Work instruction:
Each line below containing the word "fish" needs to be shown.

[Photo-based referring expression data]
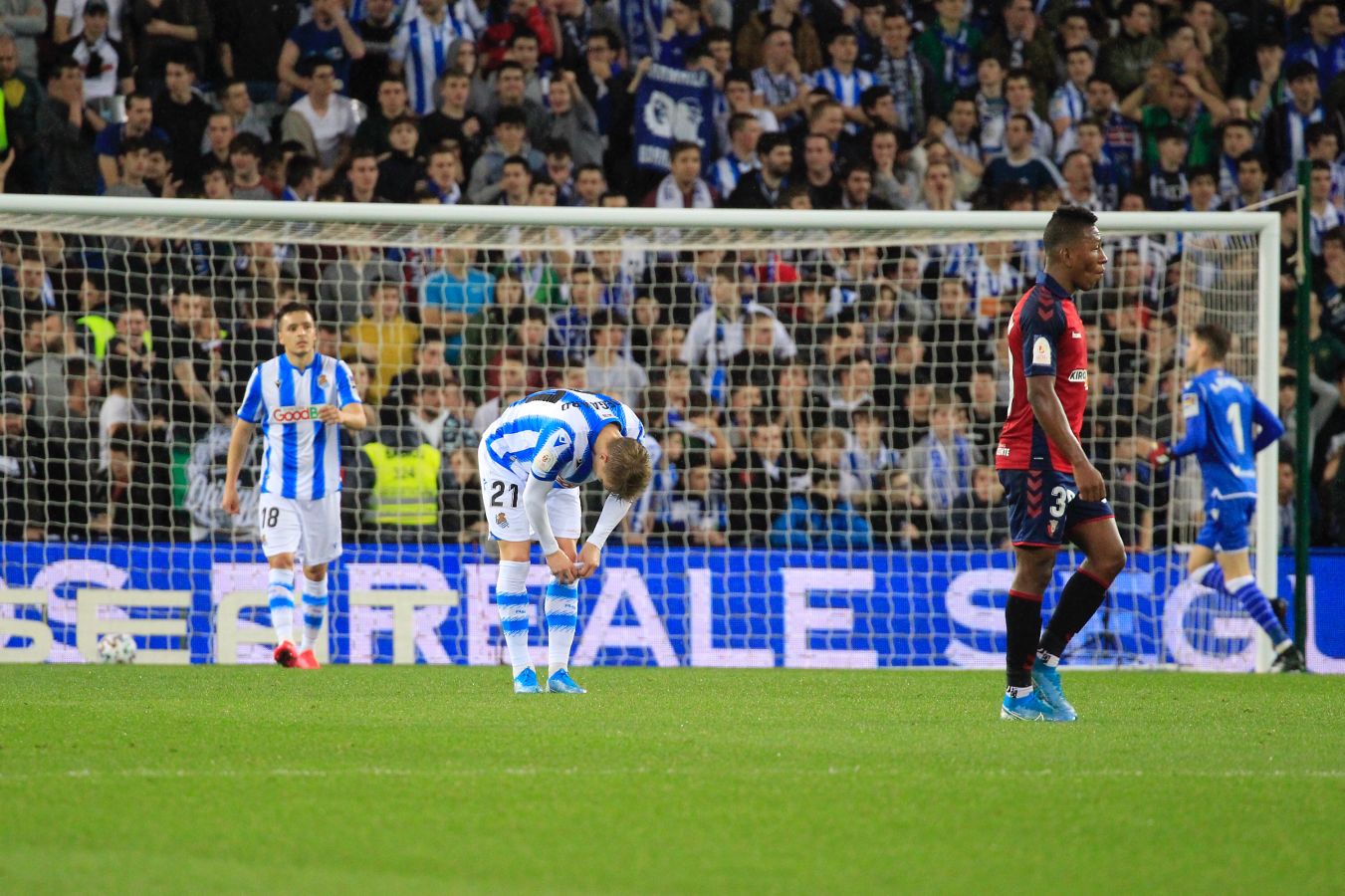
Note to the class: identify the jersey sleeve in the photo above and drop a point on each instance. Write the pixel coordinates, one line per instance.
(345, 391)
(1271, 428)
(252, 408)
(555, 450)
(1041, 322)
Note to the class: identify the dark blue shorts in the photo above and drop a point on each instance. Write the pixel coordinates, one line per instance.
(1227, 521)
(1044, 505)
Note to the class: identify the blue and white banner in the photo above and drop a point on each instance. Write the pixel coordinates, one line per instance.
(673, 106)
(662, 607)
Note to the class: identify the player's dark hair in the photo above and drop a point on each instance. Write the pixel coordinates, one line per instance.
(1218, 339)
(1068, 225)
(294, 307)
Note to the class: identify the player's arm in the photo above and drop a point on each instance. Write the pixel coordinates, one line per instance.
(348, 410)
(1050, 414)
(1039, 341)
(535, 505)
(1198, 432)
(555, 451)
(249, 414)
(351, 414)
(1270, 427)
(238, 443)
(613, 512)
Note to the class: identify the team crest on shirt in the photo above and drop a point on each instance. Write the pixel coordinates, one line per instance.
(1041, 351)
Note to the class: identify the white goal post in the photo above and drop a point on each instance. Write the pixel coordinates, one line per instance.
(669, 230)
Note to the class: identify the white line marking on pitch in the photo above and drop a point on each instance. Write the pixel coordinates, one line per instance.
(376, 772)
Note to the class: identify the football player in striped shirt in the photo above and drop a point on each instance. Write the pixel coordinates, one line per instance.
(533, 460)
(300, 400)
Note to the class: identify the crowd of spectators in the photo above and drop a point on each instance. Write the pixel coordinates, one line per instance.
(828, 397)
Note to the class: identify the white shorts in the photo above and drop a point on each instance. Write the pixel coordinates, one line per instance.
(502, 498)
(310, 529)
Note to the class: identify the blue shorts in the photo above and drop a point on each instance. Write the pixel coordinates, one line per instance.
(1044, 505)
(1227, 521)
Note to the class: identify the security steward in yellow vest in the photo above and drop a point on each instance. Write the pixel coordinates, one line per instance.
(406, 482)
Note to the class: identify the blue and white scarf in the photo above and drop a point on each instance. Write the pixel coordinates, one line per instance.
(949, 475)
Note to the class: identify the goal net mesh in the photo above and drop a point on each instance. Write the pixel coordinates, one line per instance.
(826, 406)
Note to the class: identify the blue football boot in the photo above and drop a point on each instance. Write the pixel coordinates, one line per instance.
(560, 682)
(525, 682)
(1030, 708)
(1046, 680)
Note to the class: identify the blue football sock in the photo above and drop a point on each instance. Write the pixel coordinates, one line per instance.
(1251, 597)
(512, 599)
(280, 594)
(315, 607)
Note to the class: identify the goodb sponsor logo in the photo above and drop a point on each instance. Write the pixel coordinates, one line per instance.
(294, 414)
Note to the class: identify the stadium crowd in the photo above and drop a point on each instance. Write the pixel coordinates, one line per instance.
(823, 398)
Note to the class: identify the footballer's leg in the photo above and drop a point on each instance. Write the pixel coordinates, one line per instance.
(1095, 532)
(562, 600)
(1035, 541)
(1227, 524)
(280, 541)
(315, 609)
(513, 601)
(509, 527)
(321, 545)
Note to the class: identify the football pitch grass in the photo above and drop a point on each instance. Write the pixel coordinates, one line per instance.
(437, 780)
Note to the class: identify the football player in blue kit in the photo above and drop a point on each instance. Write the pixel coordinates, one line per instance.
(1221, 414)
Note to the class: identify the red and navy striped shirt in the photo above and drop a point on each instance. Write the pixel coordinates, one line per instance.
(1045, 339)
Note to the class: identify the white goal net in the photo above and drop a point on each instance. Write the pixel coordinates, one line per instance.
(826, 390)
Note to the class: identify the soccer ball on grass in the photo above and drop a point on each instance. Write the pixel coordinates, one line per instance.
(117, 649)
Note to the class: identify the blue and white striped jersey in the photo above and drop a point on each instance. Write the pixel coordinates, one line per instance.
(421, 46)
(302, 455)
(551, 433)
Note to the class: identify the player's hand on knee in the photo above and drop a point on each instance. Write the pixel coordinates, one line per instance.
(1160, 455)
(589, 560)
(561, 566)
(1091, 486)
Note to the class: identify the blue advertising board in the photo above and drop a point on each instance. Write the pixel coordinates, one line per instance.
(666, 607)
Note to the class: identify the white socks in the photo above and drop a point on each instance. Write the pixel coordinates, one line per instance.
(280, 594)
(513, 601)
(315, 605)
(562, 616)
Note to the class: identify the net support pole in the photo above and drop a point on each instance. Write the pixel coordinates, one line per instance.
(1302, 410)
(1267, 387)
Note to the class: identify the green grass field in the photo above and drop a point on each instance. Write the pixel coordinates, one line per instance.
(417, 780)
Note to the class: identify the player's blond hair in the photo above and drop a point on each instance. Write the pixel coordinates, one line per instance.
(628, 468)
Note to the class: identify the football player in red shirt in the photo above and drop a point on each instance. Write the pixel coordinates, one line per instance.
(1053, 489)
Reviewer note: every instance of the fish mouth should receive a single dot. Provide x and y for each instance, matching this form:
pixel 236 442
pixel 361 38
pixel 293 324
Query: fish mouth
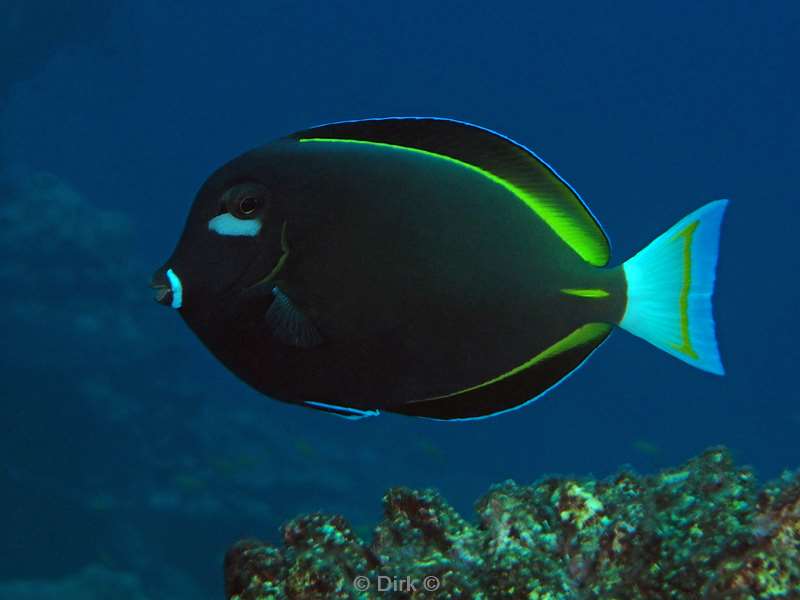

Output for this task:
Reviewer note: every instance of the fish mouth should receive a single dot. Provide x and y for each instance, matching this form:
Query: fish mouth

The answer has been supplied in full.